Exercise instructions:
[A] From the text about the Carlsbad desalination demonstration plant, list every turbidity figure given in NTU, along with the condition it applies to.
[B] Continue the text about the Carlsbad desalination demonstration plant, starting after its last sentence.

Left: The Carlsbad, Calif., seawater desalination demonstration plant is a 30,000 gpd plant, it has a potable water sampling station that allows visitors to taste the desalinated water. Above: The reverse osmosis system consists of two four-element pressure vessels in series. This configuration allows collection of permeate from one or both ends of each vessel and testing of different numbers of membrane elements. Photos: Nikolay Voutchkov
An ongoing marine aquarium test places aquatic organisms indigenous to power plant discharge areas in water with a salinity equivalent to what would be experienced with the full scale desalination plant in operation. After nine months, the species are healthy and tolerant of the environment. Photo: Nikolay Voutchkov
The demonstration desalination plant intake withdraws warm water from a small discharge pond, which is located at the end of the power plant discharge tunnel. The power plant discharge cooling water is typically 5° to 10° F warmer than the seawater. The intake seawater's total dissolved solids (TDS) concentration varies from 33,000 mg/L to 34,500 mg/L. The demonstration plant's dry-weather intake water turbidity is usually 1 to 4 nephelometric turbidity units (NTU). During wet-weather conditions, which are usually brief and occur mostly in the winter, raw seawater turbidity varies from 6 to 12 NTU, with occasional hourly spikes of up to 24 NTU.

Provided material:
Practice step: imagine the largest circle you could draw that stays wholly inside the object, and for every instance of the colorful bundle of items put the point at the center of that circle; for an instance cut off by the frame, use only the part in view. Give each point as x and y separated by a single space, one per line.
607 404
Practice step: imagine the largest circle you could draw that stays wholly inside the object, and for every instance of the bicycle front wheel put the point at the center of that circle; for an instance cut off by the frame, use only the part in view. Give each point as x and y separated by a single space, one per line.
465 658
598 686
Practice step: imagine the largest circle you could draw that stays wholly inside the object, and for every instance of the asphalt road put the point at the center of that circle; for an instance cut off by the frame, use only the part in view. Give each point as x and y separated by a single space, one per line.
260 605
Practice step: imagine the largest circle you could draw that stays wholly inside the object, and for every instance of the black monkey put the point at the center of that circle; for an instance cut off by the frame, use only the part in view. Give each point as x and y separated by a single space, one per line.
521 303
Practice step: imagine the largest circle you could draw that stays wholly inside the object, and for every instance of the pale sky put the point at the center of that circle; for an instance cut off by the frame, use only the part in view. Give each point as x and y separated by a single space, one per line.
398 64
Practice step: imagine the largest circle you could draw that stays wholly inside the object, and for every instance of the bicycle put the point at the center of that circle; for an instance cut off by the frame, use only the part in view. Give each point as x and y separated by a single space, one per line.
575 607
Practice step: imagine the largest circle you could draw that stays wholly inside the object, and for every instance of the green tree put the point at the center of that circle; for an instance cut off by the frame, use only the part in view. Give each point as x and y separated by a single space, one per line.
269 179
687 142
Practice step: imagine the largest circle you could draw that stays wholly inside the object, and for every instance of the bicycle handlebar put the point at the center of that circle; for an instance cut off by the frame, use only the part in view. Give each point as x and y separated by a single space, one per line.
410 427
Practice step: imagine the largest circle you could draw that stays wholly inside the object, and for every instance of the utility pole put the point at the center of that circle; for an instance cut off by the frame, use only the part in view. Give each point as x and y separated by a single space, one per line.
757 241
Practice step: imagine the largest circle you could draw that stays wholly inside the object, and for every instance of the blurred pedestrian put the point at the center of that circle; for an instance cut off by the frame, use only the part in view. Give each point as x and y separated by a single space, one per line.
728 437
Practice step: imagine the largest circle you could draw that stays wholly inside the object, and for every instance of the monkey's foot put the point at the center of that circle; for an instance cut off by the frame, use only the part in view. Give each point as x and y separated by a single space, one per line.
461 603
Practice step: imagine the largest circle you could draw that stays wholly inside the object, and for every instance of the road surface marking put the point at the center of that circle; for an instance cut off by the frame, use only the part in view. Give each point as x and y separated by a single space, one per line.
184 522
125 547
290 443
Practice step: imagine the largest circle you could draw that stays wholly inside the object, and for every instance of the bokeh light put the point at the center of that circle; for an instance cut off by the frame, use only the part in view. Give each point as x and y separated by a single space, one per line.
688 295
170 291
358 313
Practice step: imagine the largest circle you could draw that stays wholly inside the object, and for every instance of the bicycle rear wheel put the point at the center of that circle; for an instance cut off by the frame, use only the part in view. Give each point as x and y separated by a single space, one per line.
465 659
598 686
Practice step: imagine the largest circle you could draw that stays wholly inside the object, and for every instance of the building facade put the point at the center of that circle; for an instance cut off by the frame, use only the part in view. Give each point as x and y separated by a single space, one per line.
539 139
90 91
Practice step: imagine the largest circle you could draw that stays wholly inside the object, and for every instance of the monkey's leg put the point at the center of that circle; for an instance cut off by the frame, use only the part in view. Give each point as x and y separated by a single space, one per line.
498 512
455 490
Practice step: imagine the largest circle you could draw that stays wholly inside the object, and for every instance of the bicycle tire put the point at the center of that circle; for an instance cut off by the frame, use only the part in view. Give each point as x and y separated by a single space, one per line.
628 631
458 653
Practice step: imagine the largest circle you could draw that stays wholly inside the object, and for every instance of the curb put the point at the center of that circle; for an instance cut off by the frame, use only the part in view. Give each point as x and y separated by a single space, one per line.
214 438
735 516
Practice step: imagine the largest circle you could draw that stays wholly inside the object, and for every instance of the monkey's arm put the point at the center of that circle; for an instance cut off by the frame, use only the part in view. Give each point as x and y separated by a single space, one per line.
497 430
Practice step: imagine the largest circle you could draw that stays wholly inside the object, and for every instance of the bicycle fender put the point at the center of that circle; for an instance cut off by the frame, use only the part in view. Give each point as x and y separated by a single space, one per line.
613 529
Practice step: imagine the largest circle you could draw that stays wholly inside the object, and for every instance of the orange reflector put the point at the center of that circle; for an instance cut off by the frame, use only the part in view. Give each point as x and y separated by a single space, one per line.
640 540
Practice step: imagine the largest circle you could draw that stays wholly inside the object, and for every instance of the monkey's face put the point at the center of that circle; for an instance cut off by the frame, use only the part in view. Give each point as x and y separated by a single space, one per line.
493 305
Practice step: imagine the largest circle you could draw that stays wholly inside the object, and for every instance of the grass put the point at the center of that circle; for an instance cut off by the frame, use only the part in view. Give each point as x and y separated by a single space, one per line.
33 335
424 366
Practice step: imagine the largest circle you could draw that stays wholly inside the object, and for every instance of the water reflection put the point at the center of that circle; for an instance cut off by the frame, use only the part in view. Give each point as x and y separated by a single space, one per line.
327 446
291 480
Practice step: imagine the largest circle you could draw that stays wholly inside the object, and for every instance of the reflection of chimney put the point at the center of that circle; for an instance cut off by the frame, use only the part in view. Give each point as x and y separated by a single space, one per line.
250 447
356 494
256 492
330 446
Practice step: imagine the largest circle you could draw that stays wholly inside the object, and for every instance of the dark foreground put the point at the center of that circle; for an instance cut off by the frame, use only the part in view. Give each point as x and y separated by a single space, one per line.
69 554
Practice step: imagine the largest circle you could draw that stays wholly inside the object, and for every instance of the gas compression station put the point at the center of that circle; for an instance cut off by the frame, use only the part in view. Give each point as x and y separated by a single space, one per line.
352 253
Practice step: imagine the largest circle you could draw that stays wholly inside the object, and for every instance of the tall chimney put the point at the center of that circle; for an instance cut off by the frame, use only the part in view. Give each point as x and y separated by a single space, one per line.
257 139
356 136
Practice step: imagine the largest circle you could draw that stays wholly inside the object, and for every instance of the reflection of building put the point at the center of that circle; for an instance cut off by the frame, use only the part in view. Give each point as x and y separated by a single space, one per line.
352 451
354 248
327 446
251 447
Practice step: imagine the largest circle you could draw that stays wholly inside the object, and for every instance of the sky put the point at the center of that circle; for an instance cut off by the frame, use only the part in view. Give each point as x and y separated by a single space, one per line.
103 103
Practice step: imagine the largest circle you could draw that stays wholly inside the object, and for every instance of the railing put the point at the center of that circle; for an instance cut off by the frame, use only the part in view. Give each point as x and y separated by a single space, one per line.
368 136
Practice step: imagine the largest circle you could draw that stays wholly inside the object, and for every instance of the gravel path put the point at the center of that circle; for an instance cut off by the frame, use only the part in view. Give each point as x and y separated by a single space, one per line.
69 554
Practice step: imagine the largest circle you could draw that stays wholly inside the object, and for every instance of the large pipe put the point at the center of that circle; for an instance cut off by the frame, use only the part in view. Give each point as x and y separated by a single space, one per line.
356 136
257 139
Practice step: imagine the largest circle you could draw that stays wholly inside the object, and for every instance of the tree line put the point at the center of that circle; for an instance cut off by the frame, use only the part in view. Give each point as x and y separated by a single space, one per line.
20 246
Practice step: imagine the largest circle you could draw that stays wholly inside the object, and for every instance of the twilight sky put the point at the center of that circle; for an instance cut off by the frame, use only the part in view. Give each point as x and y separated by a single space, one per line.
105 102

* * *

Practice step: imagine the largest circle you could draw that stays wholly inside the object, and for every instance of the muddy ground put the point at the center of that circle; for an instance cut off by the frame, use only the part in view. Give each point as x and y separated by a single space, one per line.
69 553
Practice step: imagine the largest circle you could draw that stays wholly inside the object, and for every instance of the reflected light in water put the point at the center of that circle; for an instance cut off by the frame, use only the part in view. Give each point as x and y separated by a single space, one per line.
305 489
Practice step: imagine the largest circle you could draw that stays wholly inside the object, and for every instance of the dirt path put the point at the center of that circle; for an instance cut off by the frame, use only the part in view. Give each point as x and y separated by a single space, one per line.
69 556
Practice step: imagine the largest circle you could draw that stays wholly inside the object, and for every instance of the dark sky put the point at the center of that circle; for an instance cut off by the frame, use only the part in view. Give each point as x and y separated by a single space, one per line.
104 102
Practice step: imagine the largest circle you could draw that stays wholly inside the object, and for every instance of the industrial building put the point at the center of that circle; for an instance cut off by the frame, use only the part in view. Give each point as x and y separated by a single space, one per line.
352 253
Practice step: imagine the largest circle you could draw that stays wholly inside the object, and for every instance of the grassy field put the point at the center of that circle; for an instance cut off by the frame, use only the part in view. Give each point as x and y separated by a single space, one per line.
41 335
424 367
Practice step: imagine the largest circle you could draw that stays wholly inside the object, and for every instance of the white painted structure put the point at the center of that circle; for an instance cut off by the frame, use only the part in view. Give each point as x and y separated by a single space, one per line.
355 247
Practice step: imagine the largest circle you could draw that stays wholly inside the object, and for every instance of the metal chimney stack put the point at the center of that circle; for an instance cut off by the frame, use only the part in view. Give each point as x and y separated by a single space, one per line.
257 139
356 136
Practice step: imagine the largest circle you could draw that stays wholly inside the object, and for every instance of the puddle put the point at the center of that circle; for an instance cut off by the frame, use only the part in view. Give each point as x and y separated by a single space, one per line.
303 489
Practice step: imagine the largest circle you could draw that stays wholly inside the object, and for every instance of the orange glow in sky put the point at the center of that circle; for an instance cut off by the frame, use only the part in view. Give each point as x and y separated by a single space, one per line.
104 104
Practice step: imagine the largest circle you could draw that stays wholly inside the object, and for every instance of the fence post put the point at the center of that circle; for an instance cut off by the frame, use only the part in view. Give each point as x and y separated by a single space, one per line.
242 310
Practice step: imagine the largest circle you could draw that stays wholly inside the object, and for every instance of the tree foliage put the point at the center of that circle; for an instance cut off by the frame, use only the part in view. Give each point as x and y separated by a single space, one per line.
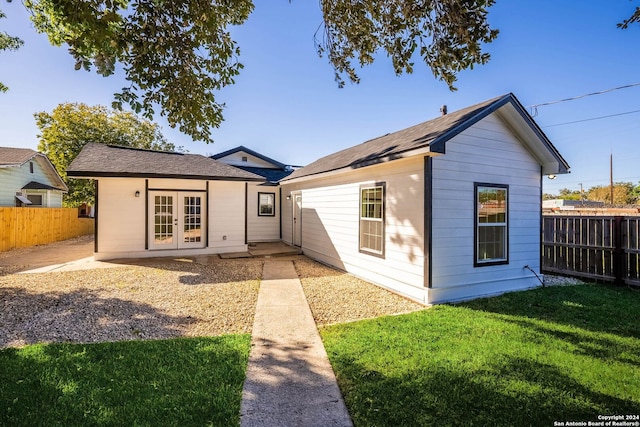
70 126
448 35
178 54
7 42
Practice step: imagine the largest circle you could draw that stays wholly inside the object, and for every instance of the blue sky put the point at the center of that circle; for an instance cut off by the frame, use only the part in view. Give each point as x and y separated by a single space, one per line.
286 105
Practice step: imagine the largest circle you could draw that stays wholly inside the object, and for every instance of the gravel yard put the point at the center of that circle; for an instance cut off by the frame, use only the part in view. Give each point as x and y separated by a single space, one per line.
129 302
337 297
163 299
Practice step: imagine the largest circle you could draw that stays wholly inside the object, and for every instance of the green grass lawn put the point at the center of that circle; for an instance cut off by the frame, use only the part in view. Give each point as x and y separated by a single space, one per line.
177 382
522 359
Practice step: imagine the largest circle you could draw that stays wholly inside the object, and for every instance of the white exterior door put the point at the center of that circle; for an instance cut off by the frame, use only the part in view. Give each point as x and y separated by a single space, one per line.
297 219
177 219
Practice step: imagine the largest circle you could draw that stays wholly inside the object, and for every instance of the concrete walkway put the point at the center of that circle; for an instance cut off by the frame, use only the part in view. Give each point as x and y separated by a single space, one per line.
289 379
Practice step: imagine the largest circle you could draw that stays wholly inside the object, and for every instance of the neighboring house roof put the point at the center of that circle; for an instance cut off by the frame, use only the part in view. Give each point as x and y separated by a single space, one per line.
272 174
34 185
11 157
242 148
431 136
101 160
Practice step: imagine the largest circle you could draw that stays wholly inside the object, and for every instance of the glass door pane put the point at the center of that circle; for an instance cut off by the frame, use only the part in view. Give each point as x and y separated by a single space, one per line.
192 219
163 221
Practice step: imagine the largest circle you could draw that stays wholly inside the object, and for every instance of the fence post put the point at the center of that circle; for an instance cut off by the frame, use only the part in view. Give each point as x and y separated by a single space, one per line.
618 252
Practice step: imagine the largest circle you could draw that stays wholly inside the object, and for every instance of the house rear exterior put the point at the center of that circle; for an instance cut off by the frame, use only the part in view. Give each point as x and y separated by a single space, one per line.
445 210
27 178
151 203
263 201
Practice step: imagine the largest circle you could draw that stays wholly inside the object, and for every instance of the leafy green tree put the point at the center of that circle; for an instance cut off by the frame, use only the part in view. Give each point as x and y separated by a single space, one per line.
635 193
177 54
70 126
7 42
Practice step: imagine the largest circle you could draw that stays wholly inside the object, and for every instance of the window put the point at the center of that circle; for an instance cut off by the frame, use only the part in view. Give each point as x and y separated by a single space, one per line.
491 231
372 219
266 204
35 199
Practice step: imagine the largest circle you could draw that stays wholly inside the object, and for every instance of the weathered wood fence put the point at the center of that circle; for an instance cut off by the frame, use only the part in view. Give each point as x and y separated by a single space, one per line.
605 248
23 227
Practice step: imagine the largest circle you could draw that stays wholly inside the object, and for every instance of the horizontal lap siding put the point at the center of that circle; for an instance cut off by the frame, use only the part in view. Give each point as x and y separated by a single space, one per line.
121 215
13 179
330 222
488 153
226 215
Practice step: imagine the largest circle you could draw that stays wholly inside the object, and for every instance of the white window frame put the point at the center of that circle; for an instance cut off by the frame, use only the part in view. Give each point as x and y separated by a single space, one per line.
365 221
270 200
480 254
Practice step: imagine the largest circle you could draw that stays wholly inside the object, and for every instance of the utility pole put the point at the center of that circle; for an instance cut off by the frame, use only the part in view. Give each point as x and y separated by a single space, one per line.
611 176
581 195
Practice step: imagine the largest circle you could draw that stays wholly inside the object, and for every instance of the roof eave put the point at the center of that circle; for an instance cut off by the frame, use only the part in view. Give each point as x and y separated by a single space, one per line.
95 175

Outputs in order:
[A]
- 1 to 4 NTU: usual dry-weather intake water turbidity
- 6 to 12 NTU: raw seawater turbidity during wet-weather conditions
- Up to 24 NTU: occasional hourly spikes during wet weather

[B]
The intake seawater is conveyed to a feed storage tank, where it is then pumped to the demonstration plant pretreatment systems. Currently, the two pretreatment systems undergoing testing are a continuous backwash granular media filtration system and an immersed microfiltration (MF) system.
The granular-media pretreatment system includes two continuous backwash filters in series. The first filter has a coarse (0.9 mm) sand media bed. The second filter contains finer (0.5 mm) sand media. Both filters have instrumentation for continuous turbidity monitoring and data logging. The second-stage filter also is equipped with a particle counter.
The MF system consists of a test vessel, which contains several immersed membrane modules and typically operates under less than 1 to 3 psi of vacuum. This system also is equipped with instrumentation for feed water and filtrate turbidity monitoring and for automated data reporting and acquisition.
The two pretreatment systems are operated independently and typically each produces 40 to 45 gpm of filtered water. The feed water to the granular media pretreatment system is conditioned using ferric sulfate. The MF system does not use chemicals for raw seawater conditioning and is tested at filter effluent production rates similar to those of the granular media system.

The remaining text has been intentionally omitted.